── GIVEN RECORDS

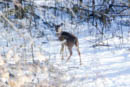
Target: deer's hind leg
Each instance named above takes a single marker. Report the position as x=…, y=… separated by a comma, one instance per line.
x=70, y=51
x=62, y=51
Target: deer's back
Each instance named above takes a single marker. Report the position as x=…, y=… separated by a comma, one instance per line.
x=70, y=38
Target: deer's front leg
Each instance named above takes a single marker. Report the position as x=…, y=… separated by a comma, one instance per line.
x=62, y=51
x=62, y=48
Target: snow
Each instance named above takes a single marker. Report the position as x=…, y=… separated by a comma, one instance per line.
x=101, y=66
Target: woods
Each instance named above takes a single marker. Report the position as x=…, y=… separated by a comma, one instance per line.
x=30, y=50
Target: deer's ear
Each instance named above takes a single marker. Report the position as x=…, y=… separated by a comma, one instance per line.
x=59, y=29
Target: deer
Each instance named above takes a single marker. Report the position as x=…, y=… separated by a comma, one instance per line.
x=69, y=40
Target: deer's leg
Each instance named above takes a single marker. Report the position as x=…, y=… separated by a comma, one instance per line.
x=70, y=51
x=79, y=54
x=77, y=46
x=62, y=51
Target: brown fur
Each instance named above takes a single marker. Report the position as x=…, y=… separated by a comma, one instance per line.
x=70, y=41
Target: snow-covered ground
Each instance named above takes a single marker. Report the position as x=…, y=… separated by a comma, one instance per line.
x=102, y=66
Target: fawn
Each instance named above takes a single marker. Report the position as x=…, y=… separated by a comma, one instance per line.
x=68, y=40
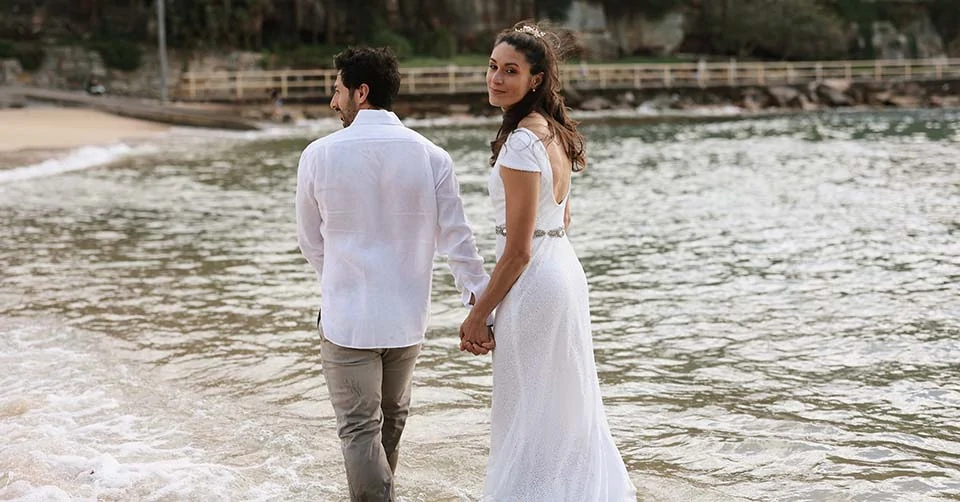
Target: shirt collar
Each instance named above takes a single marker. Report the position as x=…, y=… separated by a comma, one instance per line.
x=376, y=117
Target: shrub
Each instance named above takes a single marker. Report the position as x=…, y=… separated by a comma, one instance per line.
x=439, y=44
x=787, y=29
x=400, y=45
x=304, y=57
x=30, y=57
x=7, y=49
x=119, y=54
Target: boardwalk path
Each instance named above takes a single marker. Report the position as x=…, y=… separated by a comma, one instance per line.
x=136, y=108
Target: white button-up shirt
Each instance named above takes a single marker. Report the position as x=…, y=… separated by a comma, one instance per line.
x=375, y=202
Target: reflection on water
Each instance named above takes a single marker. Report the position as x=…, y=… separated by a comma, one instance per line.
x=775, y=306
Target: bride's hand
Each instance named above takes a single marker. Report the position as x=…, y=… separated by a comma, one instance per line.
x=476, y=337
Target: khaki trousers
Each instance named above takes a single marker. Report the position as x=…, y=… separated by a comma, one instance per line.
x=370, y=393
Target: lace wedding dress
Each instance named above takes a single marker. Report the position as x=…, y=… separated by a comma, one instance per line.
x=550, y=441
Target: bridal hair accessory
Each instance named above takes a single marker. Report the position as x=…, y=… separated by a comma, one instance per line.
x=531, y=30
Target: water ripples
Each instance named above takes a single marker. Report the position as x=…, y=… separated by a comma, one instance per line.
x=775, y=303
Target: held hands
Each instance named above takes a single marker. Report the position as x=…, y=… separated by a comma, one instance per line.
x=476, y=337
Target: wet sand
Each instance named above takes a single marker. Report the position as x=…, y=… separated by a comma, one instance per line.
x=34, y=134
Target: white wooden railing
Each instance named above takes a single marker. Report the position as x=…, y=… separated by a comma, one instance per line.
x=301, y=84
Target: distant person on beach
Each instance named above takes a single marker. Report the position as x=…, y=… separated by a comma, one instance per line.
x=375, y=201
x=95, y=88
x=277, y=100
x=550, y=441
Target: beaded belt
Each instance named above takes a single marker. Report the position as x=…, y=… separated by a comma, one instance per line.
x=556, y=232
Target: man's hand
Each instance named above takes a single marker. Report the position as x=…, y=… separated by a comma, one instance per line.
x=476, y=337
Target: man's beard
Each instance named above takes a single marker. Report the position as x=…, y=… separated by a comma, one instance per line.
x=349, y=113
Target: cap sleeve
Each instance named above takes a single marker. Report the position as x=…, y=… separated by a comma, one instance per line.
x=519, y=152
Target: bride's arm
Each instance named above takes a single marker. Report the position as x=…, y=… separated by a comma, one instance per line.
x=522, y=192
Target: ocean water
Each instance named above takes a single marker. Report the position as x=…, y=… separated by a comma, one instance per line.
x=776, y=304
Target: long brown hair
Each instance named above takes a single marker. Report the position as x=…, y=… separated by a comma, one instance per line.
x=543, y=50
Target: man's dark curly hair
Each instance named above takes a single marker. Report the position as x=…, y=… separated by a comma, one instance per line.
x=375, y=66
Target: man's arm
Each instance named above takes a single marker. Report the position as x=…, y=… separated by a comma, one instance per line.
x=308, y=213
x=455, y=238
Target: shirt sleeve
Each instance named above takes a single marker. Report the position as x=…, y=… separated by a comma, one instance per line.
x=308, y=214
x=519, y=152
x=455, y=237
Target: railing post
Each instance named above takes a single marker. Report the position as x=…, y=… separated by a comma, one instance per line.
x=239, y=86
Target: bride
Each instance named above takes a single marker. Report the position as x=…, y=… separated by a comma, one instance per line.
x=550, y=441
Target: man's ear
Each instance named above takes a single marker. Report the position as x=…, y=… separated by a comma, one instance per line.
x=363, y=92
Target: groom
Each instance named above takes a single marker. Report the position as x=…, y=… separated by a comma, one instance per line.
x=375, y=202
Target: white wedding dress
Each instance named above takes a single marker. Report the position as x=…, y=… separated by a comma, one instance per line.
x=550, y=441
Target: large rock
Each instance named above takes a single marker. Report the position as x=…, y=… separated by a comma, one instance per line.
x=833, y=97
x=785, y=96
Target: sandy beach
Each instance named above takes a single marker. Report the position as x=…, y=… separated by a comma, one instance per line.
x=33, y=134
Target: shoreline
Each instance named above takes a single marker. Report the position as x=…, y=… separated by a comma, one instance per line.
x=35, y=134
x=42, y=133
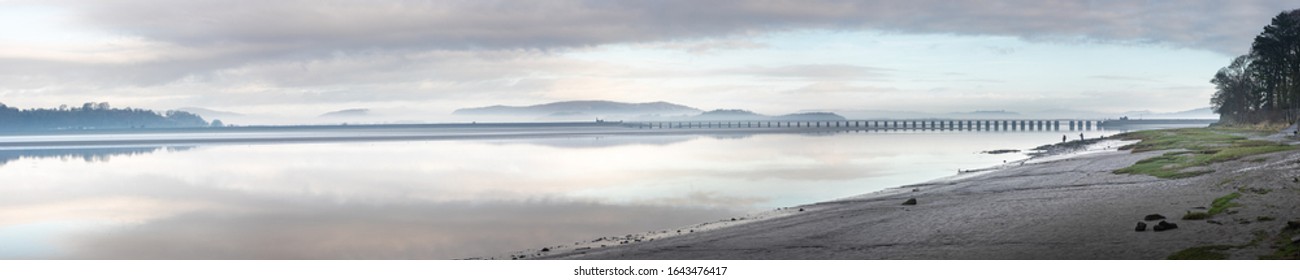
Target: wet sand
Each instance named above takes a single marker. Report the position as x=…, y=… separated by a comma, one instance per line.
x=1052, y=207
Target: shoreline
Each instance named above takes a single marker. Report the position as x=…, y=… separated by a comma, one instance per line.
x=1064, y=206
x=1054, y=151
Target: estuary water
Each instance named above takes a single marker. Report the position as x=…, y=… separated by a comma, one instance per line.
x=442, y=198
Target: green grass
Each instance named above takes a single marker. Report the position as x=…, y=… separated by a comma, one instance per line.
x=1285, y=249
x=1212, y=252
x=1222, y=203
x=1196, y=215
x=1203, y=147
x=1217, y=206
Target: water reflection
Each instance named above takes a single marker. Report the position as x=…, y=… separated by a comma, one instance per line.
x=443, y=198
x=87, y=154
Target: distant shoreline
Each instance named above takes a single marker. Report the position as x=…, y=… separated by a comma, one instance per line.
x=403, y=132
x=1056, y=207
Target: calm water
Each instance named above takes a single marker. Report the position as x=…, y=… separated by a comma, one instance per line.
x=442, y=198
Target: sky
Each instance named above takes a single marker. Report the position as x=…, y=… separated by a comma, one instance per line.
x=420, y=60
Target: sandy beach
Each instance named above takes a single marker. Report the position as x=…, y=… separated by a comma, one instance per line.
x=1066, y=206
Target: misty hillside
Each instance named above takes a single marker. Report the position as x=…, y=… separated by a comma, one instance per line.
x=355, y=112
x=589, y=108
x=740, y=115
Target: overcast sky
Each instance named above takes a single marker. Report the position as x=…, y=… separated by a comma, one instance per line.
x=772, y=56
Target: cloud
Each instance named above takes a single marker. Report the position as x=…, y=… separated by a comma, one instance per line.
x=811, y=70
x=502, y=24
x=1126, y=78
x=222, y=52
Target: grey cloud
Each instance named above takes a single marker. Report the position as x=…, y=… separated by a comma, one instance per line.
x=217, y=34
x=811, y=70
x=501, y=24
x=1123, y=78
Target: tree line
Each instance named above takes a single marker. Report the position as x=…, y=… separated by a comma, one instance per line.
x=1262, y=85
x=94, y=116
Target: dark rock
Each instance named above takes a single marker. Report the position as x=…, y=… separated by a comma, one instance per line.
x=1164, y=225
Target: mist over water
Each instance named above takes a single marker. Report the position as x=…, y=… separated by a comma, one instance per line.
x=449, y=198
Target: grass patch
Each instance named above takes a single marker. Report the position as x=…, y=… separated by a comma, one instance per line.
x=1222, y=203
x=1191, y=215
x=1217, y=206
x=1285, y=248
x=1201, y=147
x=1212, y=252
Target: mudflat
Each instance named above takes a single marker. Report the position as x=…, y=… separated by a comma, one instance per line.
x=1054, y=207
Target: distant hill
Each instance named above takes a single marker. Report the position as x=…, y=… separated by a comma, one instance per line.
x=94, y=116
x=209, y=113
x=356, y=112
x=728, y=115
x=740, y=115
x=810, y=116
x=589, y=108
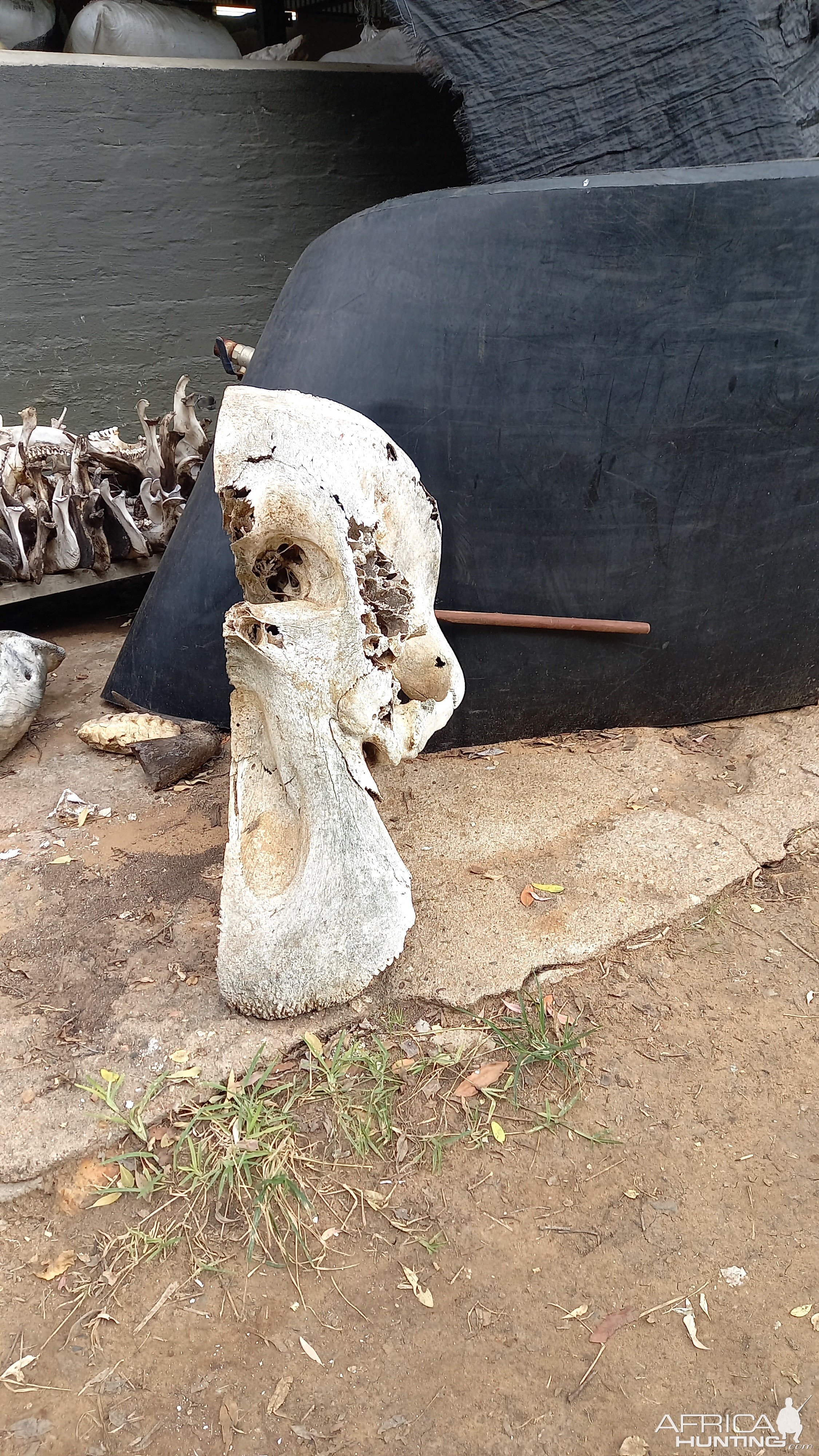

────

- EXERCISE OBJECTIVE: Recast the lines of the data above as a JSON list of strings, one string per line with blank lines omitted, starting at the line containing "Target: bride's arm" and ending at the line containing "x=455, y=238".

- TASK ANSWER:
[
  "Target: bride's arm",
  "Each instance named above takes a single marker. Report the position as x=…, y=… separated by a comma, one instance per line.",
  "x=522, y=192",
  "Target: ocean water",
  "Each instance named above takes a single marker. Report the position as x=…, y=… separated by a comma, one instance per line.",
  "x=776, y=304",
  "Target: long brown hair",
  "Each instance named above takes a single marker. Report the position as x=…, y=… separated by a comma, one instance per line.",
  "x=543, y=50",
  "Target: man's dark curly hair",
  "Each instance named above takes a single marker. Report the position as x=…, y=… separated by a comma, one instance per line.",
  "x=375, y=66",
  "Target: man's arm",
  "Each instance named above takes a single marker. Report the position as x=…, y=… separated by a comma, one instance per line.",
  "x=308, y=213",
  "x=455, y=238"
]